§ **Problem requirements**: Set down every line of the data, unchanged and complete.

------------

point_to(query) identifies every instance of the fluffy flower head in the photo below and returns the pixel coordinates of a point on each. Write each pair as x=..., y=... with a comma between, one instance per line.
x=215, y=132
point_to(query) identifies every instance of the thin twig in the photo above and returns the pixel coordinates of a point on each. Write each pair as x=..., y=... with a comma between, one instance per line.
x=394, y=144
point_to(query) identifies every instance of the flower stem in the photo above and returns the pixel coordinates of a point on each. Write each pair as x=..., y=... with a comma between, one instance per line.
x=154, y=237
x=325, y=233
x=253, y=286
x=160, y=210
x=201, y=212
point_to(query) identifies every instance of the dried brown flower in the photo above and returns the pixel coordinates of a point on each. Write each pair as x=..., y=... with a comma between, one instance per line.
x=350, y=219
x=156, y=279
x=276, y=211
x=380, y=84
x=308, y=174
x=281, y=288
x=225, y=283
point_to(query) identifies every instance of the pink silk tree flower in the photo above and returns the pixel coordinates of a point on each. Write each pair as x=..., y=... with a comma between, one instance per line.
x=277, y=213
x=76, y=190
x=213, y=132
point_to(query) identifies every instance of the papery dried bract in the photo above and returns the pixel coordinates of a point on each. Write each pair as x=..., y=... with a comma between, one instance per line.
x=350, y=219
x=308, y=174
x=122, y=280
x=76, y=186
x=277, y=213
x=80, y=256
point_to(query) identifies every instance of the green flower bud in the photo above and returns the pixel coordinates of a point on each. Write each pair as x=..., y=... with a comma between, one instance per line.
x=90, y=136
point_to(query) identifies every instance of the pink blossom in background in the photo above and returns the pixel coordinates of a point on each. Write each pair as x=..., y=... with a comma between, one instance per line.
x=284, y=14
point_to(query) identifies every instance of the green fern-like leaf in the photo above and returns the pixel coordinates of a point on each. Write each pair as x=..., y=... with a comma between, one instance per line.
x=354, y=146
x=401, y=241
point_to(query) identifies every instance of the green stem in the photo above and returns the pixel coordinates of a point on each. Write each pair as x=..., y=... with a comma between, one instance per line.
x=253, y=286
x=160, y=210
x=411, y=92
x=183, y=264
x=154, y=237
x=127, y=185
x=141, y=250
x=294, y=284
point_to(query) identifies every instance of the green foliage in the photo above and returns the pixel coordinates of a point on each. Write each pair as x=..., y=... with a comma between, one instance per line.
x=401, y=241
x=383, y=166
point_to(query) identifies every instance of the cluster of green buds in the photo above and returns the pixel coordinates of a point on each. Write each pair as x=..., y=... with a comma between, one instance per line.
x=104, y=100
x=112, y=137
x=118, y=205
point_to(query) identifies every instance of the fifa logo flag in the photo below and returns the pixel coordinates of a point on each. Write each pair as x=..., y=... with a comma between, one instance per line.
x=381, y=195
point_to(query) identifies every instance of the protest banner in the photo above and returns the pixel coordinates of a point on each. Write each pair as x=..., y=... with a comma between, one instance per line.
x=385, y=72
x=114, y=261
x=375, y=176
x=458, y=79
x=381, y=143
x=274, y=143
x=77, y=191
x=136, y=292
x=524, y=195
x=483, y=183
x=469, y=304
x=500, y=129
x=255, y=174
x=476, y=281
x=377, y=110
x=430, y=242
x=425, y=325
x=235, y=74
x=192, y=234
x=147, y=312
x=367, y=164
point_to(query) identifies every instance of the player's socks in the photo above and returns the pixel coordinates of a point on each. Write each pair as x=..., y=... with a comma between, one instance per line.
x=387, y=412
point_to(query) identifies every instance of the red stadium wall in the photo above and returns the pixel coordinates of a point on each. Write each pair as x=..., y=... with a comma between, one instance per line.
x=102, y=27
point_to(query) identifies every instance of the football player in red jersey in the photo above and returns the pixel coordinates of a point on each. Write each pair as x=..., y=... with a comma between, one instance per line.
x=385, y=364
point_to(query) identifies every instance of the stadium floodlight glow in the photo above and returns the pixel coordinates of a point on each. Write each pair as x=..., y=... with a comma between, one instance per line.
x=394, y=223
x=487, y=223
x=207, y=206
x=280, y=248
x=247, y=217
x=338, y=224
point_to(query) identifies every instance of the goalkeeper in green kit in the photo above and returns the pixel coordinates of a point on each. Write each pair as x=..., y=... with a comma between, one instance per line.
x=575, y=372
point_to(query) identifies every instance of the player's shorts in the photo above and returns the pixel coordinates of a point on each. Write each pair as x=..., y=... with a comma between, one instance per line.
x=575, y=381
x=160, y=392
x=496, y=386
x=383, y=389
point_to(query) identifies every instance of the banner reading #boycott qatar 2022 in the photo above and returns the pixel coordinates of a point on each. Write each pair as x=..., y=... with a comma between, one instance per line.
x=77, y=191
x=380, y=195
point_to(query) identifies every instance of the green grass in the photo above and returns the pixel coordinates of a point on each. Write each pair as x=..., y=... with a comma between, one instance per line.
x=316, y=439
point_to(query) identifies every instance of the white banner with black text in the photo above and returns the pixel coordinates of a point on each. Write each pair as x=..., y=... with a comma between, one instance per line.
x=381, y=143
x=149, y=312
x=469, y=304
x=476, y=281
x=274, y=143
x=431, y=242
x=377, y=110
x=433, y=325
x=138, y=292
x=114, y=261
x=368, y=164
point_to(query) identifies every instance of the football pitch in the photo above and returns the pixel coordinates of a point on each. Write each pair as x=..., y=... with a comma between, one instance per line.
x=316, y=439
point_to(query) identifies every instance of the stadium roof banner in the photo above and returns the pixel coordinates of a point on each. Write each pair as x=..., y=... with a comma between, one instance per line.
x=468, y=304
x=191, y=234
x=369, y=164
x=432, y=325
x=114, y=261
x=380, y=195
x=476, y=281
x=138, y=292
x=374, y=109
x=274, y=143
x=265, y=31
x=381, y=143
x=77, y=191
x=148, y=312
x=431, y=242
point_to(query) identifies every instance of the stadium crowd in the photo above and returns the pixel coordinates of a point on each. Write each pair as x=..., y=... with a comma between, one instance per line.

------------

§ **Task result**:
point_to(query) identifies every instance of the fluffy flower head in the photo below and returns the pixel coordinates of a point on each. Write each pair as x=..., y=... with a comma between, one instance per line.
x=215, y=132
point_to(query) identifies every instance of the thin twig in the photo above and returns the pixel coordinates of a point on each. Write each pair as x=..., y=... with a comma between, one instance per line.
x=394, y=144
point_to(query) identifies every instance of the flower stem in the photo above and returns the pixel coordinates of a point on each. Write each pair as x=..., y=... with a comma between, one instance per line.
x=154, y=237
x=325, y=233
x=253, y=286
x=160, y=210
x=201, y=212
point_to(query) identifies every instance of the dried brown flower in the photo above and returns the pixel coordinates of a point on each. Write each pair as x=..., y=... with a comma between, one instance per line.
x=350, y=219
x=156, y=279
x=276, y=211
x=380, y=84
x=308, y=174
x=281, y=288
x=225, y=283
point_to(query) identifies every instance of the pink silk tree flower in the photo above and returns the pixel coordinates of a point on each. Write each pair as x=..., y=... with a comma between, one instance per line.
x=277, y=213
x=76, y=190
x=213, y=132
point_to(query) identifies every instance of the papery dried bract in the photo above and returns the pixel coordinates of a point on each. Write each pair as x=..., y=... with a comma between, one instance per line.
x=350, y=219
x=308, y=174
x=122, y=280
x=76, y=186
x=277, y=213
x=80, y=256
point_to(query) identifies every instance of the green flower bud in the photo above and returns the pixel coordinates of a point on each. Write each pair as x=..., y=... with a comma between, one instance per line.
x=90, y=136
point_to(query) identifies every instance of the pink blossom in background in the photo above and returns the pixel coordinates of a point on each. Write each pair as x=..., y=... with a comma between, one instance per line.
x=284, y=14
point_to(query) identifies every instance of the green fern-like leaf in the photo above and returns the pixel coordinates of a point on each. Write each pair as x=..., y=... with a comma between, one instance per line.
x=354, y=146
x=401, y=241
point_to(query) identifies every instance of the green stem in the photo above and returns the pixel coordinates of a point on each. Write each pair as x=..., y=... with a comma between, one instance per line.
x=253, y=286
x=160, y=210
x=411, y=92
x=183, y=264
x=154, y=237
x=127, y=185
x=141, y=250
x=294, y=284
point_to(query) identifies every instance of the green foliage in the photo above and returns the pixel coordinates of a point on each. Write each pair as x=..., y=... with a comma between, one instance per line.
x=401, y=241
x=383, y=166
point_to(query) identifies every instance of the cluster of green buds in the photo above and returns the pixel coordinates of a point on each. Write each pair as x=..., y=... with a comma between, one instance per line.
x=104, y=100
x=112, y=137
x=118, y=205
point_to(query) identifies every instance of the fifa logo flag in the photo below and returns the pixel coordinates of a point on each. Write each pair as x=..., y=... with a comma between, one instance per line.
x=381, y=195
point_to(query) identifies every instance of the protest banner in the photo above and returns the pixel coordinates of a point on each. Write each pair as x=..., y=... with a comma between, one instance per line.
x=385, y=72
x=114, y=261
x=375, y=176
x=458, y=79
x=381, y=143
x=274, y=143
x=77, y=191
x=136, y=292
x=524, y=195
x=483, y=183
x=469, y=304
x=500, y=129
x=255, y=174
x=476, y=281
x=377, y=110
x=430, y=242
x=425, y=325
x=235, y=74
x=192, y=234
x=147, y=312
x=367, y=164
point_to(query) identifies every instance of the player's socks in the photo above and returns the pixel coordinates of a point on each. Write each pair as x=..., y=... with a comma between, one instance per line.
x=387, y=412
point_to(query) identifies every instance of the red stadium wall in the photo above and returns the pixel coordinates of a point on each. Write each pair as x=..., y=... with a comma between, one instance per line.
x=102, y=27
point_to(query) identifies every instance of the football player in red jersey in the photo above and returns the pixel coordinates of a point on each. Write each pair as x=..., y=... with a comma between, one instance per line.
x=385, y=364
point_to(query) identifies every instance of the stadium floodlight glow in the photo above and returns the pixel coordinates of a point on each. Write each pair as x=..., y=... with a comma between, one instance per line.
x=394, y=223
x=487, y=223
x=207, y=206
x=280, y=248
x=247, y=217
x=338, y=224
point_to(query) identifies every instance of the goalkeeper in green kit in the photo above and returns the pixel coordinates of a point on each. Write each pair as x=..., y=... with a comma between, one instance per line.
x=575, y=372
point_to(query) identifies every instance of the player's shorts in the photo above and returns the pixel coordinates of a point on each. Write each pair as x=..., y=... with a comma between, one instance per line.
x=575, y=381
x=160, y=392
x=496, y=386
x=383, y=389
point_to(query) identifies every instance of the banner reading #boycott qatar 2022 in the photo above and returns the pixel coordinates of a point on each. Write each pair as x=..., y=... with a comma between, one instance per line.
x=77, y=191
x=380, y=195
point_to(query) identifies every instance of the green grass in the photo above and returns the pixel coordinates of a point on each. Write each pair as x=..., y=... with a comma between, one instance per line.
x=316, y=439
point_to(query) identifies every instance of the white banner with black text in the photo above and returns the pixel coordinates of a point on each. Write each pair as x=..., y=... with a comma between, one instance per line.
x=381, y=143
x=149, y=312
x=469, y=304
x=476, y=281
x=274, y=143
x=431, y=242
x=377, y=110
x=433, y=325
x=138, y=292
x=114, y=261
x=368, y=164
point_to(query) identifies every instance of the football pitch in the photo above and returns the pixel coordinates of a point on each. Write each pair as x=..., y=... with a comma between, one instance per line.
x=316, y=439
point_to(query) identifies every instance of the stadium roof banner in the photo above and returns the pixel coordinates of a point on each. Write each pair as x=..., y=... with a comma between, one instance per line.
x=468, y=304
x=191, y=234
x=369, y=164
x=432, y=325
x=114, y=261
x=380, y=195
x=476, y=281
x=138, y=292
x=374, y=109
x=274, y=143
x=265, y=31
x=381, y=143
x=77, y=191
x=148, y=312
x=431, y=242
point_to(query) identifies every instance of the stadium crowd in the photo above and returns the pixel coordinates of a point on each. Write each pair as x=..., y=... with a comma between, one instance per line.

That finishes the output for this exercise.